> **Stated task 1**
List every person in the passage on the exorcism whose name is given with "Manang" or "Manong" before it.
> **Stated task 2**
Carry the passage about Abet and the exorcism forward from its final sentence.
**** Passage given
JD of the Samahang Dilim and his sisters were supposedly jinxed by their own aunt. So is Manang Baning --- sister-in-law to the aunt --- who then went around Almaguer after the supposed exorcism, carrying with her a sefia photograph of her child who died supposedly because of her hipag’s gamud. And there was that unforgettable episode with JD’s father.

Ukinnam Patupat, aramidek nga camel diyay bakam!”, that’s JD’s father (or Patupat which is his birnas) cursing himself while under the spell of Sergeant A. The voice is supposedly that of Manong Milo, a bachelor who lives with his brother and sister in a small house behind the small church that is beside the house-beside-the-church-with-a-big-mango-tree-in-front, and whom Manong Patupat entrusted a cow as a pataraken. Manong Patupat later rushed to Manong Milo’s house after the exorcism session but he is not there.



A day after, Manang Liming who is JD’s aunt, Manang Baning’s hipag, Manong Patupat’s sister, and Abet’s capidua came to see Sergeant A in Amang Lakay’s house. The sergeant supposedly commanded her to come during yesterday’s exorcism rites so he can cure her. They spent time cloistered with Auntie Ibang inside the kamalig where Abet saw egg yolks being thrown out. When they came out, Auntie Ibang happily told those anxiously waiting in Amang Lakay’s compound that Manang Liming’s power of the gamud has been exorcised.

These proofs made Abet a believer (he is sure his cabagyans and capiduas could not have been acting during the exorcism rites). But he still has his doubts. Perhaps it is because Manong Lito, despite his faults, just does not fit in as a manggagamud. And Manang Liming, snakelike eyes that seem to bore and all, is a close family relative. During the last night wake for Abet’s mother, Manang Liming came and hugged him tightly. It was a cold night but Abet felt the warm and true emotions of his capidua. He hugged her back.
********
**** Records supplied
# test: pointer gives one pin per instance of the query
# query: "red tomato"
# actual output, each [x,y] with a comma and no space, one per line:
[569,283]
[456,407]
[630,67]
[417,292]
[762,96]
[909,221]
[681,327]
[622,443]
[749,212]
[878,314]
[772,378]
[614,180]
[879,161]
********
> **Answer 1**
Manang Baning, Manong Milo, Manong Patupat, Manang Liming, Manong Lito

> **Answer 2**
Many years later, Abet was invited as a resource person on campus journalism in Fort Magsaysay and would again meet Sergeant A. “I’m trying to get a college degree. Para pa-promote naman,” Sergeant A told him. Abet forgot to ask the sergeant how many gamuds and manggagamuds he has healed since their Almaguer meeting.



PHOTOS (top to bottom):

BAGABAG, NUEVA VIZCAYA. The town was first established in 1743 as an ecclesiastical mission for the Dominican’s attempt to subjugate the proud Ifugaos. By 1746, parochial buildings were reported to be existing and probably replaced by bigger and stronger structures between 1777 and 1794 by Fr. Alejandro Vidal (OP) then Fr. Juan del Rey (OP). These were razed by fire in 1839 and rebuilt, including the unfinished bell tower, by Fr. Raimundo Gonzalo (OP) and Fr. Remigio del Alamo (OP).

KIANGAN, IFUGAO. Kiangan’s American colonial era UCCP church was built by the American missionary Myrtle Metzger in 1926 upon the establishment of the nearby Ifugao Academy --- the first high school in the province. (3) Its St. Joseph’s church is the oldest Roman Catholic church in Ifugao and was built in 1910 by Fr. Jerome Moerman.